[Records from a data collection]
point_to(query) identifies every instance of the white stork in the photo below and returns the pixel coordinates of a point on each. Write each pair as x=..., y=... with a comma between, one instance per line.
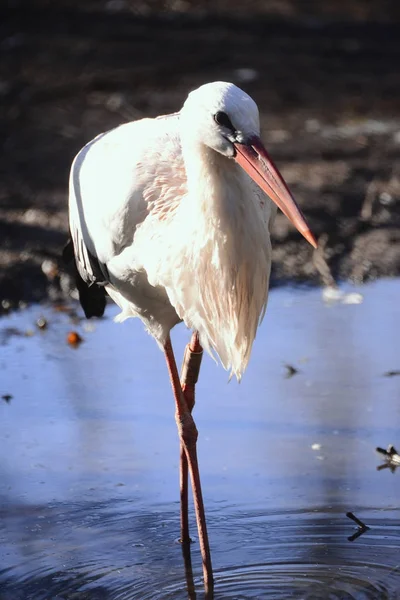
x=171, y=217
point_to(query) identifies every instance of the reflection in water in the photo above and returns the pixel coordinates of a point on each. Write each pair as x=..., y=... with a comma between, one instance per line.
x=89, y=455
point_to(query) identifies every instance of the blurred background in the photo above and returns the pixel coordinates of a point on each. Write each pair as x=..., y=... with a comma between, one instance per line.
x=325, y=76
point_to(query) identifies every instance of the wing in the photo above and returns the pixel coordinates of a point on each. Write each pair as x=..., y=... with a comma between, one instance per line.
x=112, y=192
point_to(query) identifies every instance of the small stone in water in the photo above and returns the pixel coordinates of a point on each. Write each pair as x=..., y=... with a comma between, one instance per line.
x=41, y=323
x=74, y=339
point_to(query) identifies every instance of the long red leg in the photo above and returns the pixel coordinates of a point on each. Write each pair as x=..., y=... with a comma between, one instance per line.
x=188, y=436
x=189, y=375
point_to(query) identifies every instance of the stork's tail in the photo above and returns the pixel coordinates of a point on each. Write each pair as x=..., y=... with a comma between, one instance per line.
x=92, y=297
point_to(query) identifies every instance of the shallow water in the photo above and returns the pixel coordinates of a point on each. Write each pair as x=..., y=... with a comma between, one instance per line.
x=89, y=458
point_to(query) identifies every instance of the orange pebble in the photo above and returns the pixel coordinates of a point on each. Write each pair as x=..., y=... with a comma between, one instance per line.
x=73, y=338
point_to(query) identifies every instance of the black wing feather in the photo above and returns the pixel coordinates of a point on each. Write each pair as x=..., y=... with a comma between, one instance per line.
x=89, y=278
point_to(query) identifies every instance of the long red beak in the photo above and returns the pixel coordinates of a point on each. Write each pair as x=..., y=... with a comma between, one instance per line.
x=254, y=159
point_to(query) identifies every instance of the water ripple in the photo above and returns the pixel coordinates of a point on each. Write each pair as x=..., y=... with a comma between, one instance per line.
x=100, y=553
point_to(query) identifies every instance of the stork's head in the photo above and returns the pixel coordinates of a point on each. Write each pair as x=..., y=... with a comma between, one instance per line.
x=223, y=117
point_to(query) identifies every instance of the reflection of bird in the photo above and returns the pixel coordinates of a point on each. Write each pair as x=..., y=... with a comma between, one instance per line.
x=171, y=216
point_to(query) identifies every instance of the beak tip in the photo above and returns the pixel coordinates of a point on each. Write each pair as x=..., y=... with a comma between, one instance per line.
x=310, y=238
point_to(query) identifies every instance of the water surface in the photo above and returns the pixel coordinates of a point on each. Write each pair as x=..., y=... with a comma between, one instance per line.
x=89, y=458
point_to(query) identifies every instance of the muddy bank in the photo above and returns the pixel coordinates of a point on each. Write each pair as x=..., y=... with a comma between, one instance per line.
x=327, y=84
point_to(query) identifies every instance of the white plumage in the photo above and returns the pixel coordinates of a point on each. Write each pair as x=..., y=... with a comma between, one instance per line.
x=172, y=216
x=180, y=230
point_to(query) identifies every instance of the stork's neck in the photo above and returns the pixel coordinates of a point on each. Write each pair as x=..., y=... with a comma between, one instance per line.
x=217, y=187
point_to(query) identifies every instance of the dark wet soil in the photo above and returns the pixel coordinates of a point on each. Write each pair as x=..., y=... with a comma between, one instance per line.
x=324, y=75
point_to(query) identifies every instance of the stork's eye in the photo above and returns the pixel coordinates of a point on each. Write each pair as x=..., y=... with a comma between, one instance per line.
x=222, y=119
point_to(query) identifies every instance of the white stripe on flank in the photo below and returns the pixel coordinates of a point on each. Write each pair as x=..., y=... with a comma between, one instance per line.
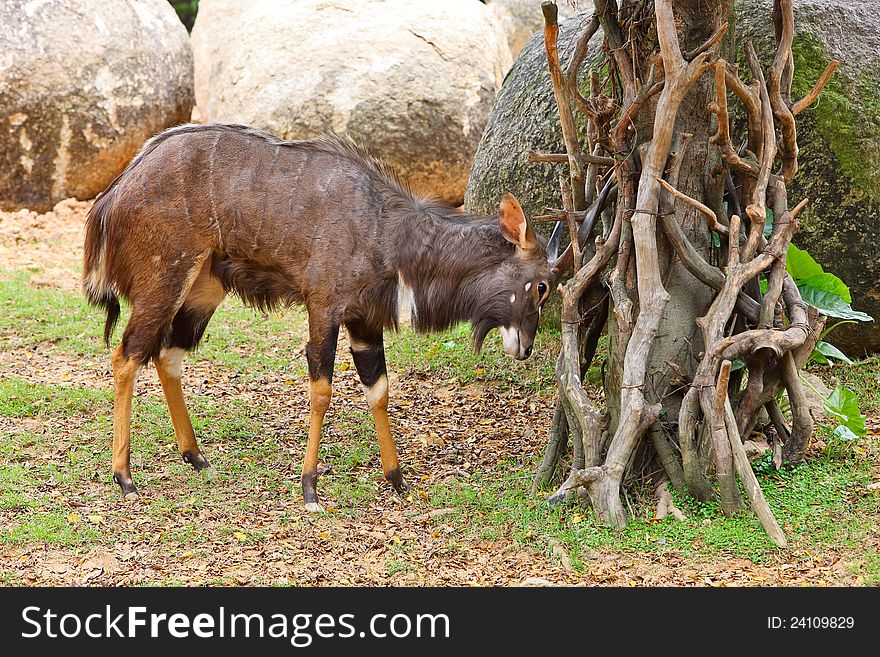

● **Instruction**: Copy all of the entries verbatim, leaving out any pictures they contain.

● **Reply to the exercise**:
point_to(query) identifies every instance of the white stork in the photo below and returns the pixel coordinates of a point on each. Write each pair as x=..., y=... with a comma between, one instance per line.
x=171, y=217
point_to(query) identifies every instance of the reflection in water in the photo above and returns the pixel coordinates of a point on each. Write each pair as x=..., y=... with a comma between, one instance per line.
x=89, y=455
point_to(query) identifies every instance of the blurred background in the photo above and returns the pixel coordinates of a point on each. Write each pair as x=..., y=... with a comma between, one instance per line.
x=325, y=76
point_to(query) identifies every instance of the wing in the photo above and returns the pixel coordinates of a point on each. Write each pair as x=..., y=... with a comma between, one instance per line.
x=112, y=192
point_to(query) identifies every instance of the small stone in water in the photo above and returns the pixel coordinates of a point on each. Write each pair as x=..., y=... with a comma between, one instance per line.
x=41, y=323
x=74, y=339
point_to(query) identifies every instance of the long red leg in the photo above and returns the pixel coordinates of a point on each. Write each pair as x=..., y=... with a comma between, one instance per line.
x=188, y=436
x=189, y=375
point_to(query) identifies every instance of the stork's tail in the photo above and returns the pixel coordinates of a point on each. Write each pair as x=..., y=... with a comma between, one instance per line.
x=92, y=297
point_to(query) identifies every instance of the shallow water in the photo above and returns the pixel coordinates of a point on each. Write each pair as x=..., y=... with a comma between, one instance per line.
x=89, y=458
point_to(query) identifies every instance of the orange pebble in the photo above and returns the pixel coordinates of a point on each. Write each pair as x=..., y=... with a comma between, one instance per line.
x=73, y=338
point_to(query) identifies every instance of the black wing feather in the photo above and returns the pixel coordinates of a point on each. Write each pair as x=..., y=... with a comma between, one instance per line.
x=89, y=278
point_to(query) identifies every instance of the long red beak in the photo above and returns the pixel coordinates of a point on each. Write each pair as x=..., y=... with a comma between, one instance per line.
x=254, y=159
point_to(query) identifies every instance of the water ripple in the photo above and returns the pixel coordinates of a point on each. Write each pair as x=..., y=... with a comma between, one instance per line.
x=100, y=553
point_to(query) identifies every instance of the stork's head in the photo above and returns the pixel coordinates of a point on each. Write each pair as x=..., y=... with a comma between, one instance per line.
x=223, y=117
point_to(query) identifies every instance of the reflection of bird in the photo above and returns the pixel coordinates of a point on each. Write each pair as x=..., y=... with a comma between, one instance per line.
x=171, y=216
point_to(query) identifies every instance of the beak tip in the photo above and returns the pixel coordinates of a point on each. Write each pair as x=..., y=... with a comma between, one instance per line.
x=310, y=238
point_to(query) identifies every instance of the water surface in the photo above and returns the pixel coordinates of a point on each. Write each pair as x=..., y=... with a comma between, one instance per line.
x=89, y=458
point_to(query) identifies every instance of the muddy bank in the photo above and returns the pixel coordinates of a point on each. Write each pair as x=..., y=... with a comma between, one instance per line.
x=327, y=84
point_to(query) identifies every instance of the white plumage in the photo above and returns the pixel coordinates of a point on each. Write each pair as x=..., y=... with a comma between, one instance per line.
x=172, y=216
x=180, y=230
point_to(query) identifies every instance of the stork's neck in the photo above and returns the pixel coordinates of a point on each. Write each pair as x=..., y=... with a comma between, one instance per line.
x=217, y=187
point_to(query) identifies every instance of the dark wet soil in the photo above and returns the pixel coordinates of a point on each. Write each pair as x=..., y=... with a comma between, one instance per line.
x=324, y=75
point_to(query) identifies every instance of the stork's eye in the photo above and returns the pixel coordinates of a point on each. Write each pair as x=..., y=... with a comma between, one instance per line.
x=222, y=119
point_to(query) identifies every instance of the white stripe on flank in the photo below and returns the pixel coordinates of a point on each. Write each pair as x=..., y=... with a comma between, one instance per line.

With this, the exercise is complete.